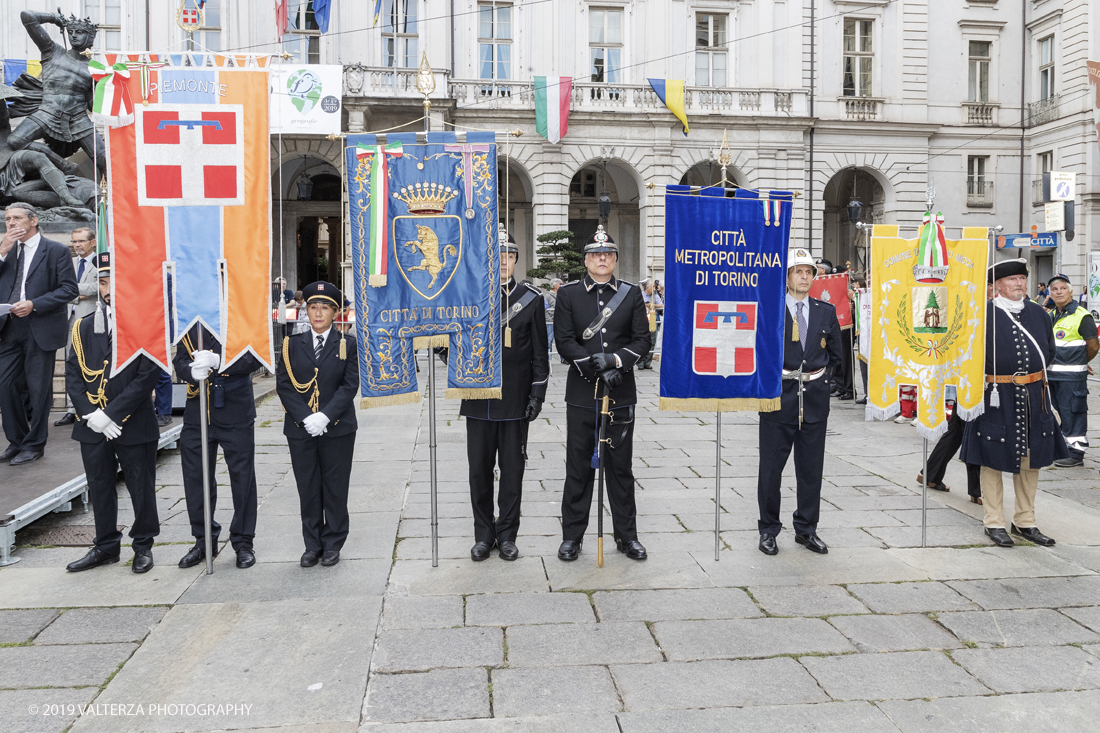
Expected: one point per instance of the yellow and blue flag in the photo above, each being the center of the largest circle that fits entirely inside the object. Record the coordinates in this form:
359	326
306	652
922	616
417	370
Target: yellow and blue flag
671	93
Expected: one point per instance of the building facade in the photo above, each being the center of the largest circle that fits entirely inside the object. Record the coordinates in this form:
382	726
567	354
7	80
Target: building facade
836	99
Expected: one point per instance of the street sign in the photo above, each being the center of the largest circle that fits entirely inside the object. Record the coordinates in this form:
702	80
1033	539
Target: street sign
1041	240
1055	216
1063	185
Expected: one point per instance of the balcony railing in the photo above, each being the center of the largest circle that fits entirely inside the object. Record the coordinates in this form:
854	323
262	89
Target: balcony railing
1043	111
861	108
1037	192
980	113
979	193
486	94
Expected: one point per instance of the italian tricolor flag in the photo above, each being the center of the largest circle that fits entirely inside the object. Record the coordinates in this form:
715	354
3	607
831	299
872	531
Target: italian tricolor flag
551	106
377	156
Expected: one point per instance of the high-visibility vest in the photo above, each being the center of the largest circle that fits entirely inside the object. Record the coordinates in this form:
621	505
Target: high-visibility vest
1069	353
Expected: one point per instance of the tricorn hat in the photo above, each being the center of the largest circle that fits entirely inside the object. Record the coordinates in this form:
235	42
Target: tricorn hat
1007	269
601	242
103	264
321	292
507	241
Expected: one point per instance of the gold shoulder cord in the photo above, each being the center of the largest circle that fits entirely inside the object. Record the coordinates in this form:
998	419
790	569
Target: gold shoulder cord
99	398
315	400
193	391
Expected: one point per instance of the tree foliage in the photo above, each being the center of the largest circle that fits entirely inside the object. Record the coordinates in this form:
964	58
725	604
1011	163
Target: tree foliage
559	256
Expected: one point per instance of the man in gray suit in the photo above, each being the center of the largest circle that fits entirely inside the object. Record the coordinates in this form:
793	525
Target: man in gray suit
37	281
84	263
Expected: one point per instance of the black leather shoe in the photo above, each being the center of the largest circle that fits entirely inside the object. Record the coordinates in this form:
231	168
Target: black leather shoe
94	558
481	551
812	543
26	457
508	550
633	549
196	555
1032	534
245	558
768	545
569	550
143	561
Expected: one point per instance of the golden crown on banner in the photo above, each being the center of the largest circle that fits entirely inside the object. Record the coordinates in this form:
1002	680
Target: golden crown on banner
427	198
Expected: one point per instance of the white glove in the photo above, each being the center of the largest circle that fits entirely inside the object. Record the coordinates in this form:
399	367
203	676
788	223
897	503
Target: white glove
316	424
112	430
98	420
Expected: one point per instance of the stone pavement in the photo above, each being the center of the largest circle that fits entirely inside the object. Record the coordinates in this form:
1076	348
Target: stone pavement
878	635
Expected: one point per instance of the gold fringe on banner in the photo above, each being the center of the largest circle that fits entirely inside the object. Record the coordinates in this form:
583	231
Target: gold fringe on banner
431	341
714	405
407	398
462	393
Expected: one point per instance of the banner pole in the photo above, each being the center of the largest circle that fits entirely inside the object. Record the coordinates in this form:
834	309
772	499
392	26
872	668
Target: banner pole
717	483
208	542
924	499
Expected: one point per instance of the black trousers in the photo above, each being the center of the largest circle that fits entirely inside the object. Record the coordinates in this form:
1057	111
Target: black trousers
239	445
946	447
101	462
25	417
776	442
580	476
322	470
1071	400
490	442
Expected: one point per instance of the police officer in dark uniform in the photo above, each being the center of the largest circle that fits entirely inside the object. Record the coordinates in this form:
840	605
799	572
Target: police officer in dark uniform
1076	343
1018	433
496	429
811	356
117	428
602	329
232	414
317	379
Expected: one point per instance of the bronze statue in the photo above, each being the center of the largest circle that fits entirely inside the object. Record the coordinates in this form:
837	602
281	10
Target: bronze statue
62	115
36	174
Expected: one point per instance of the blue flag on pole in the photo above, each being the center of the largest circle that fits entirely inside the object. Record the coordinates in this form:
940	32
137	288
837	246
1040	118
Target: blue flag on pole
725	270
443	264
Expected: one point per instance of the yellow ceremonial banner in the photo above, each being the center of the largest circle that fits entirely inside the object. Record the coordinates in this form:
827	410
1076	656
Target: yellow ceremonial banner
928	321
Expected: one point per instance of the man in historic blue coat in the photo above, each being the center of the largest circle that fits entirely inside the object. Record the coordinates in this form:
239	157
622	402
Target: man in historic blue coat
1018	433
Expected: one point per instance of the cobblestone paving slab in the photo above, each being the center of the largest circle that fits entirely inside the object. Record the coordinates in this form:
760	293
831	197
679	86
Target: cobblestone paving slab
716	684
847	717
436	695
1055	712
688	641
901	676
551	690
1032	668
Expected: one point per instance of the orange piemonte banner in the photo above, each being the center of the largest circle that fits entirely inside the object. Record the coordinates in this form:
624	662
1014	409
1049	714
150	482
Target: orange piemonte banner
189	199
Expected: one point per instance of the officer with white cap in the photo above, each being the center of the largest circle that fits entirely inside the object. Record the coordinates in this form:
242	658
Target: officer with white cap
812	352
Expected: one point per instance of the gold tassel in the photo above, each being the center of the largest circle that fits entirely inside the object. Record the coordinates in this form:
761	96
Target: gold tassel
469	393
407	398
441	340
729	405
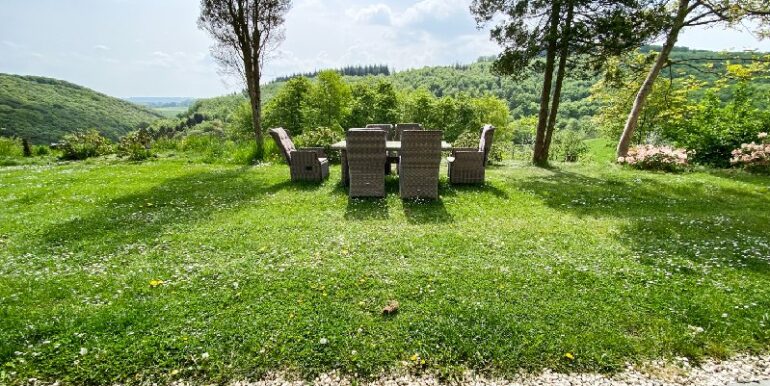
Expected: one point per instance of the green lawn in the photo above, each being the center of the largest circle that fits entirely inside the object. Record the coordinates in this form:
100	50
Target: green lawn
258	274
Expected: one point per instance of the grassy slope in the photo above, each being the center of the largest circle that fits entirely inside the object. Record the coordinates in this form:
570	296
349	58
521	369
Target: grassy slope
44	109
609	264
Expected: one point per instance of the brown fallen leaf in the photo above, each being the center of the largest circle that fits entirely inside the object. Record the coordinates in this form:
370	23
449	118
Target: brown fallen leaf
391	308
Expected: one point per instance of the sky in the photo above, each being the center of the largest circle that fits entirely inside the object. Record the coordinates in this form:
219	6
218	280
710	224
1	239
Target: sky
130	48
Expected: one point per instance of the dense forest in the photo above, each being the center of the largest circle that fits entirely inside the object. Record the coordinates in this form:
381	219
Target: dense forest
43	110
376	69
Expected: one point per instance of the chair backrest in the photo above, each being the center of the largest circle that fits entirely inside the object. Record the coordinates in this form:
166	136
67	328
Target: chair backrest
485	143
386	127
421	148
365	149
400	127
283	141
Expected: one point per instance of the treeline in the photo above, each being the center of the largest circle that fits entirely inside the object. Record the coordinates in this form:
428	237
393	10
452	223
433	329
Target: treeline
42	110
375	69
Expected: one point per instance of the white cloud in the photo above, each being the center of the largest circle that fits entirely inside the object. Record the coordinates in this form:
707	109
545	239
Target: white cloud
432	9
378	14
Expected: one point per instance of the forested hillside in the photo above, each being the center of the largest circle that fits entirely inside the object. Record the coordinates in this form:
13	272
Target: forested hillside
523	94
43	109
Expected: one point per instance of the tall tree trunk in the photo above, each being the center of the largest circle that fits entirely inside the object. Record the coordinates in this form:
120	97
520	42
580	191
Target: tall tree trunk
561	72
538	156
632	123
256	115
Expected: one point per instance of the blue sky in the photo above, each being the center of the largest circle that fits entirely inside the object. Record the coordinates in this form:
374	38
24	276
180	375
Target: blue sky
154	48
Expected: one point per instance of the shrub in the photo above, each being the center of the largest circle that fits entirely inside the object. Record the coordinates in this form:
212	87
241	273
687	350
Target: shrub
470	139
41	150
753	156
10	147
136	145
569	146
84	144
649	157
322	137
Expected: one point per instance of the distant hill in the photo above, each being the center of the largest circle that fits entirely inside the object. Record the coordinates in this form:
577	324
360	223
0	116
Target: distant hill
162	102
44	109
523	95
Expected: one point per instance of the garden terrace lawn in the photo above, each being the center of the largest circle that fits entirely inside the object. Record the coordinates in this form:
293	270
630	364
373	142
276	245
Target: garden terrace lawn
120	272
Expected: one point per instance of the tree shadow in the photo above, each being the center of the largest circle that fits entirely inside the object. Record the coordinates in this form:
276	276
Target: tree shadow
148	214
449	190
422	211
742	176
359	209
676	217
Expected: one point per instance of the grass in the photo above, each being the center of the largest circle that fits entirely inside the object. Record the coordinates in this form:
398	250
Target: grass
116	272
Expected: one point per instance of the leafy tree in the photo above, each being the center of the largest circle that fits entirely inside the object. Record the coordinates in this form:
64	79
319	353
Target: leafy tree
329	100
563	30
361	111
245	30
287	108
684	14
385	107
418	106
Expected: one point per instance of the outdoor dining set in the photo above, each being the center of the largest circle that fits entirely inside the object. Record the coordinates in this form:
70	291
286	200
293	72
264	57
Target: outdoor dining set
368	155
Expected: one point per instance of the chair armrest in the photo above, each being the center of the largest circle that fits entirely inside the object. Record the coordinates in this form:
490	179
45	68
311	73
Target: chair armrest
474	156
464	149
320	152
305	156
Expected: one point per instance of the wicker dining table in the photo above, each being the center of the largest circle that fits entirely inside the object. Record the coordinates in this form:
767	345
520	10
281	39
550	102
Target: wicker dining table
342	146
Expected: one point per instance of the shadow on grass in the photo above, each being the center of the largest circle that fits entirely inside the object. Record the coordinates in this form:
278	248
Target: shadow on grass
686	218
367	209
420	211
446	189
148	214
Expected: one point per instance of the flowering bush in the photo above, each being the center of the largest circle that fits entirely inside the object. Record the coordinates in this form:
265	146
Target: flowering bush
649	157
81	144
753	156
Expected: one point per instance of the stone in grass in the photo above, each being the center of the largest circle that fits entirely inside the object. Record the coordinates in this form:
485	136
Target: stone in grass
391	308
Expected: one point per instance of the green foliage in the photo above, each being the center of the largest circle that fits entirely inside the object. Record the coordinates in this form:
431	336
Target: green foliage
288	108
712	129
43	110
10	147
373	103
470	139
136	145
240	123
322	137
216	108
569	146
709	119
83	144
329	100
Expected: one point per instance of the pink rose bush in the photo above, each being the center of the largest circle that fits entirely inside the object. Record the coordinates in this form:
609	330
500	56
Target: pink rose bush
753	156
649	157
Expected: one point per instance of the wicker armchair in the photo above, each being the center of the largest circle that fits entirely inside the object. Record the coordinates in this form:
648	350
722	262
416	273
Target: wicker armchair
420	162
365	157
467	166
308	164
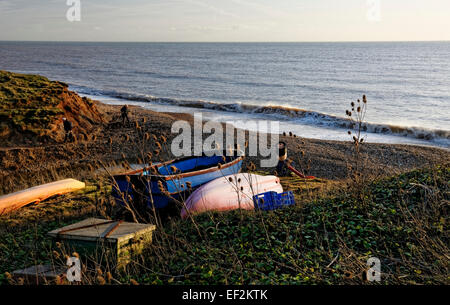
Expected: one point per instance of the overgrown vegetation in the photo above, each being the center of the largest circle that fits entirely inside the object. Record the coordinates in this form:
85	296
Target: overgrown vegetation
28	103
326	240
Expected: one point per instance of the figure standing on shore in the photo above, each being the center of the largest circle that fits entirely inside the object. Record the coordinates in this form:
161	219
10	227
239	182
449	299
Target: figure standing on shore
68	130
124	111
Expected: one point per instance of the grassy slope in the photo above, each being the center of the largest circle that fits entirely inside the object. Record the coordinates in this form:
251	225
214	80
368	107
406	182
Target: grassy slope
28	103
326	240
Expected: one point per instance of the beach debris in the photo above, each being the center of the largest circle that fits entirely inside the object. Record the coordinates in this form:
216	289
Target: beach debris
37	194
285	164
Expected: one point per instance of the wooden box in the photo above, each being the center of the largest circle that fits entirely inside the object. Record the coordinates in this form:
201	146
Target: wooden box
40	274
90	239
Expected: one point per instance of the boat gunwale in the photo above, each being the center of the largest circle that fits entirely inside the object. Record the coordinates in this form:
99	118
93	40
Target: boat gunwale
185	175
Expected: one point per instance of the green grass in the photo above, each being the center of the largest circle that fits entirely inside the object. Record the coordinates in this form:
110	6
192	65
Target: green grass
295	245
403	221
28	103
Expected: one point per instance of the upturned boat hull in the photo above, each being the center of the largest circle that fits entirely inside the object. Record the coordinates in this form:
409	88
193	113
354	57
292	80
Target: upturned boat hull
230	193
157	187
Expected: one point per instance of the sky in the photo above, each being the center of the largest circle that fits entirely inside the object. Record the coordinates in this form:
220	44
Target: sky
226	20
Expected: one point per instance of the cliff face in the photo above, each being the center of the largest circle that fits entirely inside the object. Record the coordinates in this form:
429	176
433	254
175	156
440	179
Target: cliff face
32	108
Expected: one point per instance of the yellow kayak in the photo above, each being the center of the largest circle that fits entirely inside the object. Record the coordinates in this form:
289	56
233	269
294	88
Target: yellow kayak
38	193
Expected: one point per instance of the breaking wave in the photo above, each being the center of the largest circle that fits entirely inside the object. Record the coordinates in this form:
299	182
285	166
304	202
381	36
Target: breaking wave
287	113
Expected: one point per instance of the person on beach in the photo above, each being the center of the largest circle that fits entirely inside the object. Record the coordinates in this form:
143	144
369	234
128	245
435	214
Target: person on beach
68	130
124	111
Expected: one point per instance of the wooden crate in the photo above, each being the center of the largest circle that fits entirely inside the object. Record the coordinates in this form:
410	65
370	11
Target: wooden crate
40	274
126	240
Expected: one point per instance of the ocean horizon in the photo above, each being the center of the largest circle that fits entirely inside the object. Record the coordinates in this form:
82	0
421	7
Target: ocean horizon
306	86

++++++++++

__GIVEN INSTRUCTION__
Repeat only the stretch of lines that begins at the line containing "Expected: one point per instance of the breaking" and ends at the last line above, both included.

__PROBLEM SOLUTION__
Expected: one point per instance of the breaking wave in the photo above, each being the center of the largest circle that fits entirely inside the object. Record the coordinates in this form:
299	182
285	166
304	202
381	36
Target: breaking wave
287	113
Expected: one point per instance of the person on beach in the photo above, each being the center of the largest circle that fits entirely inside the object. Record the coordinates in this form:
143	144
369	234
128	245
435	214
Target: person on beach
68	130
124	111
Expected: one point per instance of the wooden crate in the photo above, each being the center of the largest circle that fits entirely inside the object. Record the coordinates in this form:
410	65
370	11
Target: wooden crate
40	274
126	240
Expected: one point per instance of the ocean horizon in the photo above, each being the center of the largest circle that fits entirely inside the object. Record the coordinates in this form:
82	0
421	7
Target: ocean horizon
306	86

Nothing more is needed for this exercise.